▸ Instruções:
1) Indique todas as pessoas que o texto sobre a porcelana chinesa nomeia como colecionadores, deixando de fora os museus.
2) Dê a continuação do texto sobre a porcelana chinesa em Portugal, a partir da última frase apresentada.

Mas inevitavelmente, a progressiva diminuição das peças mais antigas faz com que o valor da porcelana chinesa suba na proporção inversa. A isto ajudou a ascensão de um colecionismo amador que procura sempre imitar as tendências dos grandes colecionadores. Em Portugal, o há muito adquirido gosto pela porcelana e a privilegiada posição histórica enquanto entreposto comercial, motivaram a disponibilidade de grandes quantidades de exemplares no mercado, permitindo aos museus e a alguns indivíduos financeiramente bem posicionados e com bons contactos no mundo do antiquariato, a constituição de excelentes coleções. De Calouste Gulbenkian a António de Medeiros e Almeida, passando por Anastácio Gonçalves, António Cunha Alves ou Ricardo do Espírito Santo Silva, sem esquecer coleções como a do Museu Nacional de Arte Antiga, verifica-se que, mesmo depois de décadas de êxodo de peças para coleções estrangeiras, o país continua a ser um dos repositórios de referência a nível mundial.
Portugal: um ponto de convergência para a porcelana chinesa
Quando a família real portuguesa se refugiou no Brasil para escapar às invasões francesas, levou consigo toda uma cultura cortesã que incluía, naturalmente, o gosto pela porcelana. Dava-se mais um passo na “diáspora da porcelana”, introduzindo num novo continente, de forma estruturante e não isolada - uma vez que o poder real era, no antigo regime, o modelo de onde emanava o exemplo a seguir pelas classes subalternas -, o hábito de comprar, utilizar e apreciar esta loiça prestigiante.

▸ Dados armazenados:

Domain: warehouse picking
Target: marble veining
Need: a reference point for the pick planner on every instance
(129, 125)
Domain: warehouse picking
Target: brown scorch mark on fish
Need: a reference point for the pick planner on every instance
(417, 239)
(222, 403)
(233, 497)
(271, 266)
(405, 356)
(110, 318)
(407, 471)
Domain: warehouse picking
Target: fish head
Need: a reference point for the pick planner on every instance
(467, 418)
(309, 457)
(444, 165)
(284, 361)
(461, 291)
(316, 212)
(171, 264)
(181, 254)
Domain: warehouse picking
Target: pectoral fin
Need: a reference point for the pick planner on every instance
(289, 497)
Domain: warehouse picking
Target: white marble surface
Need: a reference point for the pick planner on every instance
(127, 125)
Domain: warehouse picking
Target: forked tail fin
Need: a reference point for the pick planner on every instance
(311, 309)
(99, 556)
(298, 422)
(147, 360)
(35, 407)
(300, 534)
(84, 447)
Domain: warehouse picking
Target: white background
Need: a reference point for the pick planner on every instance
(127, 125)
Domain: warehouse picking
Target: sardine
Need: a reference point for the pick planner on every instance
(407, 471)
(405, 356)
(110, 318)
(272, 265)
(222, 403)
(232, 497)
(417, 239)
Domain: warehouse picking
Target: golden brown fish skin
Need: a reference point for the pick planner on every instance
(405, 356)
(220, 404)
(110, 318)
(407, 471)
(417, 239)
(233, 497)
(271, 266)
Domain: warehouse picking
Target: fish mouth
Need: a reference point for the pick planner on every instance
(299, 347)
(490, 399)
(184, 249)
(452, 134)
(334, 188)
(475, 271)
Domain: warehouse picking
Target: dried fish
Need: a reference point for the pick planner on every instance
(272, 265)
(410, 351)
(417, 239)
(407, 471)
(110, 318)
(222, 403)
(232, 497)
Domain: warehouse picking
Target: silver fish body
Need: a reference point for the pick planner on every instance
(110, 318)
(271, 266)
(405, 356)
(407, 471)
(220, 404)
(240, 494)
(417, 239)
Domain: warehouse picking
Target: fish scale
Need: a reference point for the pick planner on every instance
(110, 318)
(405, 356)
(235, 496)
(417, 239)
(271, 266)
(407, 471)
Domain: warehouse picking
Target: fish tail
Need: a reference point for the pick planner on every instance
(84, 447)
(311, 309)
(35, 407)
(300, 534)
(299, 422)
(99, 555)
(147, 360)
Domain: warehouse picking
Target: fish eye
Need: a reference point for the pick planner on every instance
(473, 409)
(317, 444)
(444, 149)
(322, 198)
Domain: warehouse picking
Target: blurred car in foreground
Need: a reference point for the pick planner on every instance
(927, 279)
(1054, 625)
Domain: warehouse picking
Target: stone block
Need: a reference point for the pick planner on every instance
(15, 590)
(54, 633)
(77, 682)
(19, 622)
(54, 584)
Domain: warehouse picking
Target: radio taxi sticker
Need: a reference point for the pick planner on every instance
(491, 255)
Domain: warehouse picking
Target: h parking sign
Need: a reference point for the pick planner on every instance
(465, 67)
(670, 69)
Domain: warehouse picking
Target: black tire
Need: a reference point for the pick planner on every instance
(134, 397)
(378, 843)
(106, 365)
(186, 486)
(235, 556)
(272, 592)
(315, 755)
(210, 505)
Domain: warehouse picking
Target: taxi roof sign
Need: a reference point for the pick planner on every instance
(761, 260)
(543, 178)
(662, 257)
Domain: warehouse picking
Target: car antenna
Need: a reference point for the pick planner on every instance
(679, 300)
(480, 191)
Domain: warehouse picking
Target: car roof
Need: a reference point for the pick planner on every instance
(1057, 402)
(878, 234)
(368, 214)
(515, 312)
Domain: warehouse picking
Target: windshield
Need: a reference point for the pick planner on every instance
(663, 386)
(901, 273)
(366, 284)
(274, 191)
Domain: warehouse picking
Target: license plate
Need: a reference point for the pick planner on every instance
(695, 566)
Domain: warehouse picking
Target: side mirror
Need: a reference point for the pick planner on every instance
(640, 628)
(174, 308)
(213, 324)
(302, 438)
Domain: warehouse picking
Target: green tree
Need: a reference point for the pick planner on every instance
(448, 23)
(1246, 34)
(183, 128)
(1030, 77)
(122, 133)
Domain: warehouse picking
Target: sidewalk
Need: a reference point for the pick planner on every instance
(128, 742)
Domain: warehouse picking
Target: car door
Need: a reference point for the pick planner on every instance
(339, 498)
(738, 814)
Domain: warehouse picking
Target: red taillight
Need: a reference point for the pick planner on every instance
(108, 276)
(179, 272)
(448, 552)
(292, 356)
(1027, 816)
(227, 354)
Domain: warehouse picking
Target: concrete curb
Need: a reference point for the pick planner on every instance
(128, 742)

▸ Respostas:
1) Calouste Gulbenkian, António de Medeiros e Almeida, Anastácio Gonçalves, António Cunha Alves, Ricardo do Espírito Santo Silva

2)
A globalização protagonizada pelos portugueses significou um intercâmbio cultural com os povos contactados e é justo atribuir à porcelana chinesa de exportação, pela sua constante presença no desenrolar da história do país e pelo papel socioeconómico que desempenhou, o estatuto de um dos maiores símbolos desse fenómeno.
Recentemente, a decisão de instalar em Sintra uma das mais prestigiadas coleções a nível mundial, reunida durante décadas pelo engenheiro brasileiro Renato de Albuquerque, parece configurar um retorno que sugere um magnetismo cultural de Portugal em relação à porcelana chinesa, consentâneo com a preponderância que teve na sua divulgação pelo mundo, e comprovar o gosto de um público eternamente fascinado por essa antiga forma de arte.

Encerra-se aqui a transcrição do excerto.